====== SELECTED EXTRACT ======

JMIR Publications

ABSTRACT

Background:

Clinical trial data pipelines require strict adherence to Clinical Data Interchange Standards Consortium (CDISC) regulatory standards, including the Study Data Tabulation Model (SDTM) and the Analysis Data Model (ADaM). General-purpose large language models (LLMs) frequently violate these requirements through terminology hallucinations, noncompliant variable mappings, and fabricated derivation logic. Standard domain adaptation techniques, including retrieval-augmented generation (RAG) and fine-tuning, do not encode the structured workflow dependencies inherent in layered regulatory pipelines. No prior work has systematically evaluated AI-assisted regulatory statistical programming with domain-specific knowledge injection constrained by workflow topology.

Objective:

This study aimed to evaluate whether graph-constrained skill loading—a mechanism that injects domain-specific regulatory knowledge into an agentic AI system based on workflow position within a directed acyclic graph (DAG)—can improve the regulatory compliance quality of AI-generated clinical data artifacts compared with an unconstrained baseline.

======

TASK STATEMENT – Please carry on the abstract above on AI-assisted clinical trial programming under CDISC standards, starting after its Objective section.

====== RAW DATA ======

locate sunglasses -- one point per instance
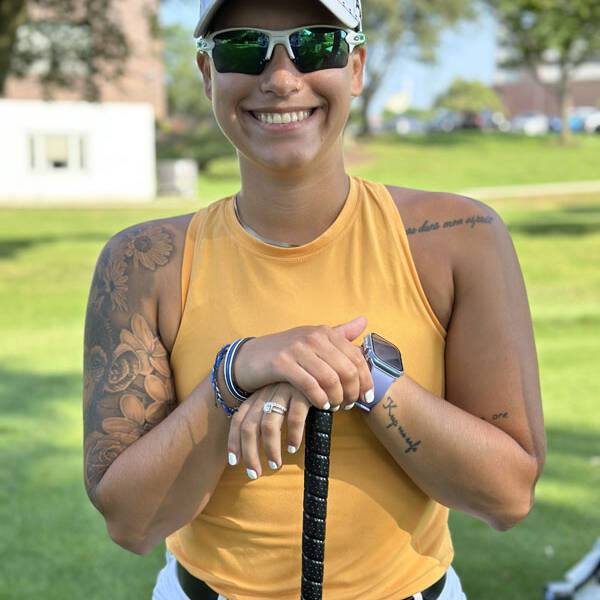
(247, 51)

======

RESPONSE AREA –
Methods:

The clinical trial evidence pipeline was modeled as a 45-node DAG spanning 7 procedural layers. An Adaptive Priority Scheduler selectively loads domain-specific skills (59 SKILL.md rule files containing CDISC dictionaries, derivation logic, and validation protocols) based on graph proximity within a fixed token budget. We conducted a controlled evaluation comparing 3 conditions—unbounded baseline, graph-constrained framework, and framework with distilled principles—across 10 regulatory tasks (n=30 runs per condition, N=90 total). Performance was assessed using automated code-density metrics and a blinded LLM-as-a-judge evaluation protocol with 2 independent panels.

Results:

Graph-constrained skill loading significantly improved overall output quality (+0.47 on a 5-point scale; 95% confidence interval [CI] 0.12–0.80; P=.004), regulatory structure compliance (+0.63; P<.001), and terminology precision (+0.50; P=.01). The LLM-based compliance evaluation corroborated these findings, with a compliance margin of +0.64 (framework: 4.34 vs baseline: 3.70) and substantial interpanel agreement (Cohen κ=0.76; Pearson r=0.95). The constraint mechanism incurred a modest 12% increase in token cost. An exploratory condition adding distilled global principles showed slight performance degradation (−0.13), suggesting attention saturation from redundant constraints.

Conclusions:

Graph-constrained skill loading produces statistically significant improvements in regulatory compliance quality for clinical trial data generation, with favorable cost-efficiency ratios compared with general-purpose agentic approaches. The consistent improvements across multiple assessment tiers and the identification of boundary limitations (eg, metadata synthesis tasks) provide a foundation for future validation with real-world clinical trial data and practicing domain experts. All code and evaluation materials are publicly available.